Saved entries

*** Block opens ***

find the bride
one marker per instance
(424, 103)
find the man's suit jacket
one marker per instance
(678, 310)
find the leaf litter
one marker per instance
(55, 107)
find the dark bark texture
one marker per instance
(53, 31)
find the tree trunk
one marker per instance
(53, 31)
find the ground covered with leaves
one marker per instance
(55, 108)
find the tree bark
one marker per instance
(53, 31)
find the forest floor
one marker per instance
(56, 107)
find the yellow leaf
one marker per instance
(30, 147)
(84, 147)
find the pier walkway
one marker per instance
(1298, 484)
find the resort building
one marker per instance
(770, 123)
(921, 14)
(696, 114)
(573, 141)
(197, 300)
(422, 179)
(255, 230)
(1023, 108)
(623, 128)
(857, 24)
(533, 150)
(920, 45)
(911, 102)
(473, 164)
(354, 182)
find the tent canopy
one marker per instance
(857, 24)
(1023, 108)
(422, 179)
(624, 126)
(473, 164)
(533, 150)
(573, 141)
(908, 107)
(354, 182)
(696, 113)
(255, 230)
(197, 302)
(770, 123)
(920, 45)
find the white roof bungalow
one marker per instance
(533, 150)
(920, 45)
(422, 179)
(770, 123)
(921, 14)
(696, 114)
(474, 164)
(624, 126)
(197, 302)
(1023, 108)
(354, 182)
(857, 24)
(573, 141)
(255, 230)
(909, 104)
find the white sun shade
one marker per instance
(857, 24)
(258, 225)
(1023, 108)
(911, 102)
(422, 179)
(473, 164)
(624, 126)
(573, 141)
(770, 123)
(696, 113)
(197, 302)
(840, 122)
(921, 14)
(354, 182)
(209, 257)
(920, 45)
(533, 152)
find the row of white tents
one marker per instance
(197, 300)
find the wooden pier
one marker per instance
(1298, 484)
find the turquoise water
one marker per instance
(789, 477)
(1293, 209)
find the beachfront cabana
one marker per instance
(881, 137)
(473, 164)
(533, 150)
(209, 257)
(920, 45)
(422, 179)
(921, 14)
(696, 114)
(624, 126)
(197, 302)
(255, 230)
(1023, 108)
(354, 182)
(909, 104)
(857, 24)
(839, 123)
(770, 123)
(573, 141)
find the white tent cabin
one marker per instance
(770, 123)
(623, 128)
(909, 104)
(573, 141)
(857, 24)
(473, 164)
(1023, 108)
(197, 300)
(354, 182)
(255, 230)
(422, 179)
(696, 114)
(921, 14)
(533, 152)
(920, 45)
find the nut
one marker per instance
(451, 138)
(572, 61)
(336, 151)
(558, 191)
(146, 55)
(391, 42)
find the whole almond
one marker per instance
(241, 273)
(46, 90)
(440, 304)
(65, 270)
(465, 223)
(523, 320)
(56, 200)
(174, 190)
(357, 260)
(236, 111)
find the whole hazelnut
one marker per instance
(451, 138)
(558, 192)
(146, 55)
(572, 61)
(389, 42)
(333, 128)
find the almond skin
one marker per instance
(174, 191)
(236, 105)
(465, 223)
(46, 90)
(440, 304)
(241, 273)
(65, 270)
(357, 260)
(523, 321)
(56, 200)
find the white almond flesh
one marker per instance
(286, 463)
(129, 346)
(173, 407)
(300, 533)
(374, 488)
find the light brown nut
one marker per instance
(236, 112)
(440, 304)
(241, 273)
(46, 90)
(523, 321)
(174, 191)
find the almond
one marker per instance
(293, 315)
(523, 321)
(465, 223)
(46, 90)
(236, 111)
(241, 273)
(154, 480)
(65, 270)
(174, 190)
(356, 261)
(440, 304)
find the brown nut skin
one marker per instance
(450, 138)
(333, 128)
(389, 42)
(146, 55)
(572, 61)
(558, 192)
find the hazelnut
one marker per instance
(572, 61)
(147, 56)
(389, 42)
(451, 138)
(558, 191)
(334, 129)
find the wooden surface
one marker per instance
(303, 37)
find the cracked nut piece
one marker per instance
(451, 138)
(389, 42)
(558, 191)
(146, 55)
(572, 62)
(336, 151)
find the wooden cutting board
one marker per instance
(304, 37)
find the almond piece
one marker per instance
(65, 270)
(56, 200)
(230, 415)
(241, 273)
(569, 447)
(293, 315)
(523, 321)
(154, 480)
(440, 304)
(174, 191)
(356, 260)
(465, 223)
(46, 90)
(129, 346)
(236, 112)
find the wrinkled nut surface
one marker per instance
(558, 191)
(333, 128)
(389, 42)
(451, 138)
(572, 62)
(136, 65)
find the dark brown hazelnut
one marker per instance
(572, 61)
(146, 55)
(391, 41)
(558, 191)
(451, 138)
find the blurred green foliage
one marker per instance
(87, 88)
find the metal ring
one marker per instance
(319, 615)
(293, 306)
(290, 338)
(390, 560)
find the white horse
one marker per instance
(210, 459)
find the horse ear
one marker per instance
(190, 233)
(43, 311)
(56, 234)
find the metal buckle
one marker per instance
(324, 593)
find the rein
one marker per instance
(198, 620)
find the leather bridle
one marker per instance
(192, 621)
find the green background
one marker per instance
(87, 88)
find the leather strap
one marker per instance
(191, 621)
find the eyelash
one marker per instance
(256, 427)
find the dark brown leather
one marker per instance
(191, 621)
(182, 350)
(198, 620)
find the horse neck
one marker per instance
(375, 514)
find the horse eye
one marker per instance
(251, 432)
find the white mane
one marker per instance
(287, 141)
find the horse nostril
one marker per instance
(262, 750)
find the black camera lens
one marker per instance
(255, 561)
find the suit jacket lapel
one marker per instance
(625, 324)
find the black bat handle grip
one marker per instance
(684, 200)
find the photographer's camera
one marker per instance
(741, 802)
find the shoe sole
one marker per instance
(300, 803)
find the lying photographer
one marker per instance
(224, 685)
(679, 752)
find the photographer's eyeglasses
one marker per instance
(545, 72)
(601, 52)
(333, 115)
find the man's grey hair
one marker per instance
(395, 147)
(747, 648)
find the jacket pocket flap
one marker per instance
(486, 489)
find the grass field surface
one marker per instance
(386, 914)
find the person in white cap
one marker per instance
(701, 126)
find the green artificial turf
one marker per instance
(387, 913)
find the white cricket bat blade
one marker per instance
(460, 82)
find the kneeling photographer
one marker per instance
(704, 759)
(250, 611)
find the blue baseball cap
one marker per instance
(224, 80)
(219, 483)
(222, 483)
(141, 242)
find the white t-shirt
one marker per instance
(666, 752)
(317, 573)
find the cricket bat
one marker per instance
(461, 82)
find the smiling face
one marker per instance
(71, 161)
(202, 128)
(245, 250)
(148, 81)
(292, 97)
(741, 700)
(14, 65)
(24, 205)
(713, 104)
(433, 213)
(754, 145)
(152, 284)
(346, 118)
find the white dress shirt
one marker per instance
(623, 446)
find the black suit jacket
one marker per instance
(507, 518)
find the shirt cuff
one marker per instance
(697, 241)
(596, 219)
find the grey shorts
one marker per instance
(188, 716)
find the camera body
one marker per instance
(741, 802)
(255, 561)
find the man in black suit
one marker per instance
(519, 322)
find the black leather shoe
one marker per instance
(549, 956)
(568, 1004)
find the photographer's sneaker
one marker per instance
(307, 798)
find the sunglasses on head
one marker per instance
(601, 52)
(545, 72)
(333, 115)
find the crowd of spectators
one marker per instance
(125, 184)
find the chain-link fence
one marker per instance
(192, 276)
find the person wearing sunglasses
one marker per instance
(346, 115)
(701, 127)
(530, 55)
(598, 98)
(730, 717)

*** Block closes ***

• _WHAT IS NEEDED_: Print every record above exactly as it was given.

• _RESULT OF THIS EXERCISE_:
find the bride
one marker per instance
(424, 103)
find the man's suit jacket
one marker per instance
(678, 310)
find the leaf litter
one marker per instance
(55, 107)
find the dark bark texture
one marker per instance
(53, 31)
find the tree trunk
one marker per instance
(53, 31)
find the ground covered with leaves
one marker per instance
(55, 108)
find the tree bark
one marker per instance
(53, 31)
find the forest floor
one marker per instance
(56, 107)
find the yellow leaf
one marker per instance
(30, 147)
(84, 147)
find the pier walkway
one marker per instance
(1298, 484)
find the resort building
one marker per instance
(770, 123)
(921, 14)
(696, 114)
(573, 141)
(197, 300)
(422, 179)
(255, 230)
(1023, 108)
(623, 128)
(857, 24)
(533, 150)
(920, 45)
(911, 102)
(473, 164)
(354, 182)
find the tent canopy
one marker per instance
(857, 24)
(1023, 108)
(422, 179)
(624, 126)
(473, 164)
(533, 150)
(573, 141)
(908, 107)
(354, 182)
(696, 113)
(255, 230)
(197, 302)
(770, 123)
(920, 45)
find the white roof bungalow
one marker per instance
(533, 150)
(920, 45)
(422, 179)
(770, 123)
(921, 14)
(696, 114)
(474, 164)
(624, 126)
(197, 302)
(1023, 108)
(354, 182)
(857, 24)
(573, 141)
(255, 230)
(909, 104)
find the white sun shade
one marker per instance
(857, 24)
(258, 225)
(1023, 108)
(911, 102)
(422, 179)
(473, 164)
(624, 126)
(573, 141)
(770, 123)
(696, 113)
(197, 302)
(840, 122)
(921, 14)
(354, 182)
(209, 257)
(920, 45)
(533, 152)
find the row of white tents
one marker per instance
(197, 300)
find the wooden pier
one marker per instance
(1298, 484)
find the turquoise water
one marker per instance
(789, 477)
(1293, 209)
find the beachfront cabana
one marker per instance
(881, 137)
(473, 164)
(533, 150)
(209, 257)
(920, 45)
(422, 179)
(921, 14)
(696, 114)
(624, 126)
(197, 302)
(255, 230)
(1023, 108)
(354, 182)
(909, 104)
(857, 24)
(839, 123)
(770, 123)
(573, 141)
find the white tent cabin
one marker per instance
(770, 123)
(623, 128)
(909, 104)
(573, 141)
(857, 24)
(473, 164)
(1023, 108)
(197, 300)
(354, 182)
(255, 230)
(422, 179)
(696, 114)
(921, 14)
(533, 152)
(920, 45)
find the nut
one marker per instance
(451, 138)
(572, 61)
(336, 151)
(558, 191)
(146, 55)
(391, 42)
find the whole almond
one marker per instance
(241, 273)
(46, 90)
(440, 304)
(65, 270)
(465, 223)
(523, 320)
(56, 200)
(174, 190)
(357, 260)
(236, 111)
find the whole hazelnut
one marker per instance
(451, 138)
(558, 192)
(146, 55)
(572, 61)
(389, 42)
(333, 128)
find the almond skin
one marker per instance
(174, 191)
(236, 105)
(465, 223)
(46, 90)
(440, 304)
(241, 273)
(65, 270)
(357, 260)
(523, 321)
(56, 200)
find the white almond flesh
one marker per instance
(286, 463)
(129, 346)
(173, 407)
(300, 533)
(374, 488)
find the light brown nut
one marker per instance
(236, 112)
(440, 304)
(241, 273)
(46, 90)
(523, 321)
(174, 191)
find the almond
one marker per instance
(293, 315)
(523, 321)
(465, 223)
(46, 90)
(236, 111)
(241, 273)
(154, 480)
(65, 270)
(174, 190)
(356, 261)
(440, 304)
find the brown nut skin
one marker per instance
(450, 138)
(333, 128)
(389, 42)
(146, 55)
(572, 61)
(558, 192)
find the hazelnut
one marker per instance
(572, 61)
(147, 56)
(389, 42)
(451, 138)
(558, 191)
(334, 129)
find the wooden surface
one marker per instance
(303, 37)
find the cracked nut piece
one marker per instance
(451, 138)
(389, 42)
(558, 191)
(146, 55)
(572, 62)
(336, 151)
find the wooden cutting board
one marker per instance
(304, 37)
find the almond piece
one marker per instance
(65, 270)
(56, 200)
(230, 415)
(241, 273)
(569, 447)
(293, 315)
(523, 321)
(154, 480)
(440, 304)
(174, 191)
(356, 260)
(465, 223)
(46, 90)
(129, 346)
(236, 112)
find the wrinkled nut surface
one marker per instance
(558, 191)
(333, 128)
(389, 42)
(451, 138)
(572, 62)
(136, 65)
find the dark brown hazelnut
one marker per instance
(572, 61)
(146, 55)
(391, 41)
(558, 191)
(451, 138)
find the blurred green foliage
one marker per instance
(87, 88)
find the metal ring
one marker per instance
(319, 615)
(293, 306)
(290, 338)
(390, 560)
find the white horse
one marker per instance
(210, 459)
find the horse ear
one marker per instance
(190, 233)
(43, 311)
(56, 234)
find the metal buckle
one marker per instance
(324, 593)
find the rein
one marker per instance
(198, 620)
find the leather bridle
one marker per instance
(192, 621)
find the green background
one marker per instance
(87, 88)
find the leather strap
one marker per instance
(191, 621)
find the eyelash
one marker per instance
(256, 427)
find the dark brown leather
one marker per instance
(191, 621)
(182, 350)
(198, 620)
find the horse neck
one marker per instance
(375, 514)
find the horse eye
one marker per instance
(251, 432)
find the white mane
one marker per instance
(287, 141)
find the horse nostril
one marker per instance
(262, 750)
find the black camera lens
one marker per instance
(255, 561)
find the suit jacket lapel
one marker per instance
(625, 324)
find the black bat handle grip
one marker per instance
(684, 200)
find the photographer's camera
one marker per instance
(741, 802)
find the shoe sole
one marker per instance
(300, 803)
find the lying photographer
one marker per instance
(224, 685)
(679, 752)
find the photographer's eyeglasses
one marker per instance
(545, 72)
(601, 52)
(333, 115)
find the man's grey hair
one marker per instance
(395, 147)
(747, 648)
find the jacket pocket flap
one marker per instance
(486, 489)
find the grass field surface
one marker per instance
(386, 914)
find the person in white cap
one marker per instance
(701, 126)
find the green artificial turf
one marker per instance
(387, 913)
find the white cricket bat blade
one marker per instance
(460, 82)
find the kneeling photographer
one marker per instance
(704, 759)
(250, 611)
find the blue baseball cap
one marker per instance
(224, 80)
(219, 483)
(222, 483)
(141, 242)
find the white t-shirt
one marker per instance
(666, 752)
(317, 573)
find the cricket bat
one marker per instance
(461, 82)
find the smiling face
one marker per instance
(71, 161)
(202, 128)
(245, 250)
(148, 81)
(292, 97)
(741, 700)
(14, 65)
(24, 205)
(713, 104)
(433, 213)
(754, 145)
(152, 284)
(346, 118)
find the white dress shirt
one marker per instance
(623, 446)
find the black suit jacket
one marker per instance
(507, 518)
find the shirt cuff
one marker per instance
(697, 241)
(596, 219)
find the grey shorts
one marker per instance
(188, 716)
find the camera body
one marker per instance
(741, 802)
(255, 561)
find the man in black suit
one marker per instance
(519, 322)
find the black leather shoe
one marker per instance
(549, 956)
(568, 1004)
find the photographer's sneaker
one marker per instance
(307, 798)
find the sunglasses on head
one marker per instance
(601, 52)
(545, 72)
(333, 115)
find the crowd of spectators
one marker per instance
(125, 184)
find the chain-link fence
one marker per instance
(192, 276)
find the person wearing sunglasses
one marker per instance
(346, 115)
(701, 127)
(530, 55)
(598, 98)
(730, 717)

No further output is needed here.